### EXTRACT TO READ
>>>

Why it matters?

When authors of a study want to make the case that their research is newsworthy, they almost always do so on the basis of their results being ‘statistically significant’. What, however, does this term mean exactly? Does statistical significance mean significance for news editors? Perhaps most importantly, can it be manipulated? In order to report on science in an informed way, we must understand statistical significance.

What is statistical significance?

What makes a scientific study newsworthy? Often, a press release will report the results of a study as being ‘statistically significant’. Statistical significance is one of the key concepts for analysing data. What, however, does statistical significance mean exactly, and what does it really show?

Statistical significance is easy to get a general gist of, but slightly more difficult to fully understand. It is also easy to be misled by it if we don’t know what we are looking for. It is also a concept which can be misused. For journalists writing about scientific concepts, it is therefore essential to get it right.

We say a result is statistically significant if it was very unlikely to come about unless the hypothesis we are testing is true. This is simple enough, but what exactly is a hypothesis? What does “very unlikely” mean here? And how do we go about conducting this test in the first place?

In order to understand statistical significance we first need to answer these questions and to understand what is involved in statistical testing more broadly.

What is a hypothesis?

In statistics, a hypothesis is the scientist’s initial belief about a situation before a study takes place. For example, a scientist believes that a high concentration of toothpaste factories in the local area has led to a build up of the chemical titanium dioxide in local waterway. Her hypothesis, therefore, is that the level of titanium dioxide in the river is higher than the national average.

<<<

### RECORDS
>>>

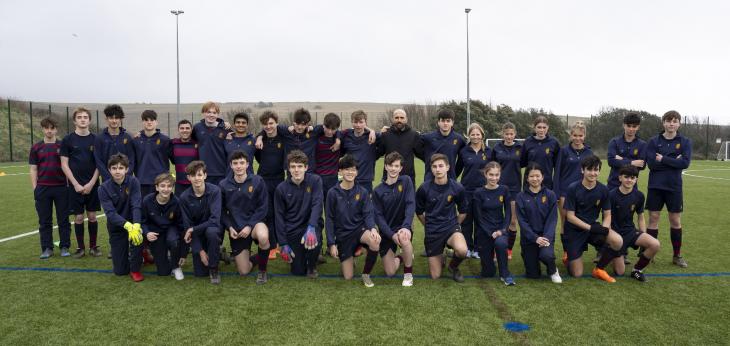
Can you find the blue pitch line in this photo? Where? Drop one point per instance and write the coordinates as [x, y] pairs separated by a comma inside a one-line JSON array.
[[327, 276]]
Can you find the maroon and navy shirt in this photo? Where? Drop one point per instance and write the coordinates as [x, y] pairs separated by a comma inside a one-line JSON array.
[[46, 156]]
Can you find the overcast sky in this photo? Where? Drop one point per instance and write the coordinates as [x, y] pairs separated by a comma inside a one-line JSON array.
[[566, 56]]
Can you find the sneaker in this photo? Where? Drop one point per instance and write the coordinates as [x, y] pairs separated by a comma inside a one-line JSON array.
[[638, 275], [602, 275], [555, 278], [177, 272], [79, 253], [456, 274], [136, 276], [215, 277], [679, 261], [367, 281], [47, 253], [262, 278], [407, 280], [508, 281]]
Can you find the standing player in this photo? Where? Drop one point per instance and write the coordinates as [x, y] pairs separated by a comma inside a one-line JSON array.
[[667, 154], [444, 141], [537, 212], [436, 203], [49, 189], [120, 198], [584, 200], [472, 159], [625, 202], [79, 166], [201, 210], [298, 206], [162, 226], [394, 203], [542, 149], [183, 150], [245, 203], [210, 134], [113, 140], [626, 149], [152, 149], [351, 222], [507, 154], [240, 140]]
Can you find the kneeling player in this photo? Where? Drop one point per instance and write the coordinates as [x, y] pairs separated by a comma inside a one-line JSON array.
[[298, 206], [201, 209], [436, 203], [584, 200], [120, 198], [537, 214], [625, 201], [162, 226], [245, 204], [351, 222], [394, 202]]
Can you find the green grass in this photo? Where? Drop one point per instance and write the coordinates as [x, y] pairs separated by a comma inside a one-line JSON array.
[[41, 307]]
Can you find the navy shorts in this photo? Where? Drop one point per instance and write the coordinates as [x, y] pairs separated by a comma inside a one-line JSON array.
[[78, 203], [576, 242], [435, 243], [346, 246], [656, 199]]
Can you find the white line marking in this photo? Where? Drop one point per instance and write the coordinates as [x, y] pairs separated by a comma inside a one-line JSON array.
[[36, 231]]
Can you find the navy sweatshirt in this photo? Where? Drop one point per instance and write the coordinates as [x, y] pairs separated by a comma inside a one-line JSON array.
[[348, 212], [677, 153], [297, 206], [244, 204], [394, 206], [537, 214], [121, 202]]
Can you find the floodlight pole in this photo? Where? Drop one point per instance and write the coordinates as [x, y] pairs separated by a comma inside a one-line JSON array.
[[177, 14], [468, 98]]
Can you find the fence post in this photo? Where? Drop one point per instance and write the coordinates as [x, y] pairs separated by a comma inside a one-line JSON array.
[[10, 131]]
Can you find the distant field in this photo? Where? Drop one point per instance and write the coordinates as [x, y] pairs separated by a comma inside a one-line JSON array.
[[71, 301]]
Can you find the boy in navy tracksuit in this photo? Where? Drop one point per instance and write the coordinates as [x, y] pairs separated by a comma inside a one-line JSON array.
[[444, 141], [201, 211], [537, 213], [79, 166], [351, 222], [356, 142], [436, 205], [542, 149], [626, 149], [113, 140], [240, 140], [298, 206], [120, 198], [471, 161], [210, 134], [492, 214], [270, 157], [245, 203], [153, 150], [162, 226], [49, 189], [584, 200], [667, 154], [625, 202], [394, 202]]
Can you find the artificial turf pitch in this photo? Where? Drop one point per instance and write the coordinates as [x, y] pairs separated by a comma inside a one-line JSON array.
[[78, 301]]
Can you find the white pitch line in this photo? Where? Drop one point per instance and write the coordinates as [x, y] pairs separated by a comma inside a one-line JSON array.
[[36, 231]]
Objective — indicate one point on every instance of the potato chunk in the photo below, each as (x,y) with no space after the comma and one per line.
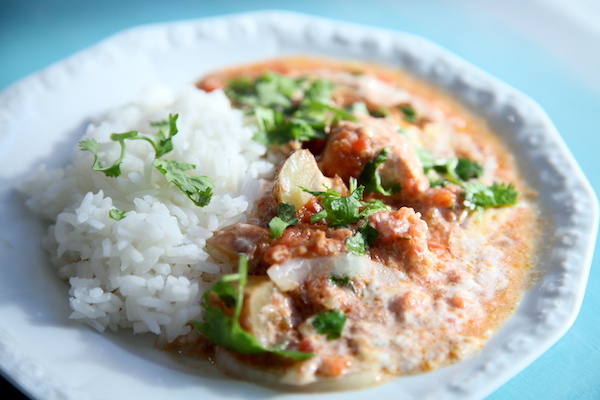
(299,171)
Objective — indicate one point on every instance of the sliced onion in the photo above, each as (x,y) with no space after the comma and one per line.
(272,377)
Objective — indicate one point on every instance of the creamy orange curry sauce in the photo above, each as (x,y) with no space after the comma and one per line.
(436,255)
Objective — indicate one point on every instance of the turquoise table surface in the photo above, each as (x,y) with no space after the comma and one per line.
(549,50)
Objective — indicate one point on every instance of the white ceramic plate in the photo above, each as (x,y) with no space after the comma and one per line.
(42,116)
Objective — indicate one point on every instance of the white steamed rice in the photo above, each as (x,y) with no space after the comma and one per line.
(149,270)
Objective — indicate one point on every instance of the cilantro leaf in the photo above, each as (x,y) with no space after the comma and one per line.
(286,109)
(224,330)
(339,280)
(330,323)
(369,176)
(197,188)
(285,217)
(162,142)
(343,211)
(410,115)
(116,214)
(467,169)
(478,194)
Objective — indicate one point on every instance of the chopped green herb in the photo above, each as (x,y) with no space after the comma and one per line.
(224,330)
(287,109)
(197,188)
(467,169)
(330,323)
(371,178)
(116,214)
(318,216)
(93,146)
(410,115)
(343,211)
(285,217)
(381,112)
(478,194)
(162,142)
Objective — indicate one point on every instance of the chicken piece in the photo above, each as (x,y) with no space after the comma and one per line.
(352,145)
(238,238)
(403,240)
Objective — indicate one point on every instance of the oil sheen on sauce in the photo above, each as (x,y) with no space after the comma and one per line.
(439,278)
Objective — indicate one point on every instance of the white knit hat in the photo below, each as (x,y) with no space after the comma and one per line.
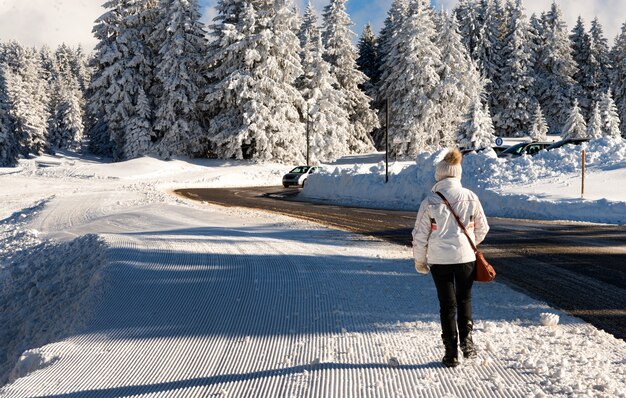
(450,166)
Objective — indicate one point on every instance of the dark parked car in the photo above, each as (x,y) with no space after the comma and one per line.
(298,176)
(568,141)
(524,148)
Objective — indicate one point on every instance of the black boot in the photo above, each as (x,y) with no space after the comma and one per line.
(451,358)
(467,344)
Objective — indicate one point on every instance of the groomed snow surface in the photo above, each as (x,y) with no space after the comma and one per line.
(110,286)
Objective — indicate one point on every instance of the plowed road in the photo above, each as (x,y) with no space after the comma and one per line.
(579,268)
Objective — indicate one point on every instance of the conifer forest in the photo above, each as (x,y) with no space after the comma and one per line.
(264,77)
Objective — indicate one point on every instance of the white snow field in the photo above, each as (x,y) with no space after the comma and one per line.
(546,186)
(110,287)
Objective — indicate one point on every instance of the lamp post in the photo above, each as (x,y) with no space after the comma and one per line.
(308,150)
(386,140)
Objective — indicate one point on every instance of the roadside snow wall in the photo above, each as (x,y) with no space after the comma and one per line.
(45,291)
(485,174)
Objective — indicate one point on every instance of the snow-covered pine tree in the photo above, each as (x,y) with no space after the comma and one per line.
(460,83)
(67,121)
(554,80)
(233,38)
(397,12)
(618,76)
(594,127)
(366,61)
(48,64)
(139,55)
(471,20)
(308,25)
(104,90)
(409,80)
(66,105)
(585,75)
(28,97)
(601,55)
(609,115)
(477,131)
(539,127)
(139,128)
(257,109)
(342,55)
(489,44)
(575,126)
(537,41)
(9,143)
(329,122)
(513,98)
(79,64)
(177,116)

<<<

### TASK INSTRUCTIONS
Change "press release" to "news article" in the statistical significance text, and write out the passage from "What makes a" up to and including "it really show?". Rely only on the statistical significance text here.

### REPLY
What makes a scientific study newsworthy? Often, a news article will report the results of a study as being ‘statistically significant’. Statistical significance is one of the key concepts for analysing data. What, however, does statistical significance mean exactly, and what does it really show?